[WRITTEN REQUEST]
Render every line of the items below as a Markdown table with the columns Row and Line. Give each line its own numbered row, and leave out any blank lines.

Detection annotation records
►
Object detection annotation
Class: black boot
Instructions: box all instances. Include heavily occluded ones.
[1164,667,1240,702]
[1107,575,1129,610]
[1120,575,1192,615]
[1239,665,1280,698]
◄
[EXERCISE RESPONSE]
| Row | Line |
|---|---|
| 1 | Object detection annotation |
| 2 | Class: black boot |
| 3 | Instructions: box all instances. Include heavily occluded ones. |
| 4 | [1164,667,1240,702] |
| 5 | [1107,575,1129,610] |
| 6 | [1120,575,1192,615] |
| 7 | [1239,665,1280,698] |